#### TASK REQUIREMENTS
Retype the rows from the line containing "Where can the dense" through the line containing "(1132, 567)", keeping both of those lines.
•••
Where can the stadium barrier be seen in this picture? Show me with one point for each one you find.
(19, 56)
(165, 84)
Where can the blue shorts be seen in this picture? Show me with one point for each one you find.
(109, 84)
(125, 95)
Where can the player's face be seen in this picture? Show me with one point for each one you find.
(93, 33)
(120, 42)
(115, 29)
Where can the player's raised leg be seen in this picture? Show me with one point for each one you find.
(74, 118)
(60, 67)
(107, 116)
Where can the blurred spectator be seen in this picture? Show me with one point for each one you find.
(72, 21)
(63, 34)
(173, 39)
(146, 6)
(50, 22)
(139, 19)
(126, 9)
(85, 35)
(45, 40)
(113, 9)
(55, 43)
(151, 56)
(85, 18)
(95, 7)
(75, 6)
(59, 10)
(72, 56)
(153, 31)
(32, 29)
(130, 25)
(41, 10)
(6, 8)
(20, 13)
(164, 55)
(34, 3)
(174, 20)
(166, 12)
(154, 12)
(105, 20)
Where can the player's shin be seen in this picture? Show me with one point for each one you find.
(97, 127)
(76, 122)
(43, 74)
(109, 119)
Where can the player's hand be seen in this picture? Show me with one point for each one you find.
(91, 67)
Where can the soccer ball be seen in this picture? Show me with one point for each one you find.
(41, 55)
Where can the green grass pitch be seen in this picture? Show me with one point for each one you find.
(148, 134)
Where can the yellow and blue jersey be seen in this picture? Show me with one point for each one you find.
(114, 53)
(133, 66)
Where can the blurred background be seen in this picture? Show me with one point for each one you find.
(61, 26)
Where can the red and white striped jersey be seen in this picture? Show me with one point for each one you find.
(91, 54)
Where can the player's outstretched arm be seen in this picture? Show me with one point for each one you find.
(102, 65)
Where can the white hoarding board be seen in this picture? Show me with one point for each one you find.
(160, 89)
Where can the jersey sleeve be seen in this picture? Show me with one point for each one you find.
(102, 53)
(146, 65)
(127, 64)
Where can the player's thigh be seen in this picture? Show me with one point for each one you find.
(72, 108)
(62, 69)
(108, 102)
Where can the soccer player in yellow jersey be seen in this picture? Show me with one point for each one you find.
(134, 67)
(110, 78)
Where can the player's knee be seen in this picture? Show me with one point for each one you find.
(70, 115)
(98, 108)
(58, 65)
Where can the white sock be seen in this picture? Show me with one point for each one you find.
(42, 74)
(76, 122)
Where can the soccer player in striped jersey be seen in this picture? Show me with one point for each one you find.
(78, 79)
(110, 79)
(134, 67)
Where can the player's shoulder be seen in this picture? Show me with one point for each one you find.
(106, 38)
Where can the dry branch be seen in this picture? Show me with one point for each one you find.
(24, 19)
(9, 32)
•••
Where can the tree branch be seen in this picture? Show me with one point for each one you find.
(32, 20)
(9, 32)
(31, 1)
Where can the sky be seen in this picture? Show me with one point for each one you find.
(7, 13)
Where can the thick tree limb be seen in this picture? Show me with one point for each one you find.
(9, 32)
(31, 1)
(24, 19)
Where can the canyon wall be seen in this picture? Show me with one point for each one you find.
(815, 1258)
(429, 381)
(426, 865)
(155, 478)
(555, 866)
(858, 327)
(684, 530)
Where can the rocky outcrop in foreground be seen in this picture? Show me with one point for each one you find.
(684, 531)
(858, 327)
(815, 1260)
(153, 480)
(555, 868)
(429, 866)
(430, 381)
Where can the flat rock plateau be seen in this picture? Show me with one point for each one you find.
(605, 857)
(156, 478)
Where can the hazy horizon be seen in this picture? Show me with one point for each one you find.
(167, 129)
•••
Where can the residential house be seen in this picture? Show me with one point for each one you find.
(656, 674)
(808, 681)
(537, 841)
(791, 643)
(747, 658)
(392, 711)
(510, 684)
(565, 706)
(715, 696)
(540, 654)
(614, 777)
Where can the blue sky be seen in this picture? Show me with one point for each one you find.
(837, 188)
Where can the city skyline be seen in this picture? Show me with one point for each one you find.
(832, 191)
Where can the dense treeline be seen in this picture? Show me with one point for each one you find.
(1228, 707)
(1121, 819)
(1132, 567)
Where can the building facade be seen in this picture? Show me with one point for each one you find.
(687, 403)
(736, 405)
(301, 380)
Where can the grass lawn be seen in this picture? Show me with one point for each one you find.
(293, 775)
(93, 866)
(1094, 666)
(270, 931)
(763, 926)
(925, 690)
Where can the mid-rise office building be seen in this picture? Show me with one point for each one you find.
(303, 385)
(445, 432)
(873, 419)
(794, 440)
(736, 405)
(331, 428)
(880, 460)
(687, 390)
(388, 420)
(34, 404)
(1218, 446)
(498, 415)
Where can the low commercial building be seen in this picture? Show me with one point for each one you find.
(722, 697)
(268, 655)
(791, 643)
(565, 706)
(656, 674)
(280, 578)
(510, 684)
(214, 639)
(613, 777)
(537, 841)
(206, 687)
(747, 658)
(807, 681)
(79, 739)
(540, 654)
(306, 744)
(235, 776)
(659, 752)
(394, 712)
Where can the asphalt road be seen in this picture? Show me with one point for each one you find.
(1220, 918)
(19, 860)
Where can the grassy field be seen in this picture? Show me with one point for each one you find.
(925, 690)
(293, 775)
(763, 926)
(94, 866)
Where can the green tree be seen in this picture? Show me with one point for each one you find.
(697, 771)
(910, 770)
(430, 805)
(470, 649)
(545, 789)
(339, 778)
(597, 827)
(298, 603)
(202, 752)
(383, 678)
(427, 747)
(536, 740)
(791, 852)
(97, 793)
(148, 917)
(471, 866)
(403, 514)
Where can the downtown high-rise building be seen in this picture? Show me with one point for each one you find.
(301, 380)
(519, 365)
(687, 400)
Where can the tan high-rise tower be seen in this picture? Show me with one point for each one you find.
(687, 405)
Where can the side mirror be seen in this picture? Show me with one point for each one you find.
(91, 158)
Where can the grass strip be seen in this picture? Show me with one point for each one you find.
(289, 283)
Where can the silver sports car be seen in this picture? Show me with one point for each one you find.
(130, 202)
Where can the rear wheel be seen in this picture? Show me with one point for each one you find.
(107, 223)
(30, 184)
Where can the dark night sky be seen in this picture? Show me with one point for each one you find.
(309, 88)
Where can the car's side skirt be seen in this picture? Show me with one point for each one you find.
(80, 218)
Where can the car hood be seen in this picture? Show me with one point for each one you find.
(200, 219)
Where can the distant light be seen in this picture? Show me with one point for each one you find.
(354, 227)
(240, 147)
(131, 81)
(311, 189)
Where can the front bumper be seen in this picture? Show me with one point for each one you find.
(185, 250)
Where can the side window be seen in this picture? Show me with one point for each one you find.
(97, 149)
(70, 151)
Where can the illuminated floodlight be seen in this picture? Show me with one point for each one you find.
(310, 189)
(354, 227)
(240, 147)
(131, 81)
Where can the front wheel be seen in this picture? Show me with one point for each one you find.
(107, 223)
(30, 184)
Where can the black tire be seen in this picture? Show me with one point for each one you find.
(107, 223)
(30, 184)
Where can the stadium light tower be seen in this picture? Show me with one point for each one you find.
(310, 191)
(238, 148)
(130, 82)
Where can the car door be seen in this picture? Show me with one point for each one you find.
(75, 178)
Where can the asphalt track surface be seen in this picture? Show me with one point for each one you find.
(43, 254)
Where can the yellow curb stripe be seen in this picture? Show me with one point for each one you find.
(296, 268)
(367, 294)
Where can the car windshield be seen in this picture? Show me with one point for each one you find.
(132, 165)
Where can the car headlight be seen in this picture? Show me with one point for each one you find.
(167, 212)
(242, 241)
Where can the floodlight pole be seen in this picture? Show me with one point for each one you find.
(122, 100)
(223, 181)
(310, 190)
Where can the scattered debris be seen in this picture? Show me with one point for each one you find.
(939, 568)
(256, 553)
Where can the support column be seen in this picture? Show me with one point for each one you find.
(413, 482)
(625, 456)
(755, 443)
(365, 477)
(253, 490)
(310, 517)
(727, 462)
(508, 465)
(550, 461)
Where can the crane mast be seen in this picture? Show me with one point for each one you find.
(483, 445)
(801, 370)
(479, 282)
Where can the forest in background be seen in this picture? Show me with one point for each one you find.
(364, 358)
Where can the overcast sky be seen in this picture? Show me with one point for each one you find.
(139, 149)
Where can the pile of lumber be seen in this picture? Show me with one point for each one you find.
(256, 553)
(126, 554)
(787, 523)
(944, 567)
•••
#### ANSWER
Where can the dense treeline be seen in this picture? Show me with one point for each one you find.
(1228, 707)
(1121, 819)
(1132, 567)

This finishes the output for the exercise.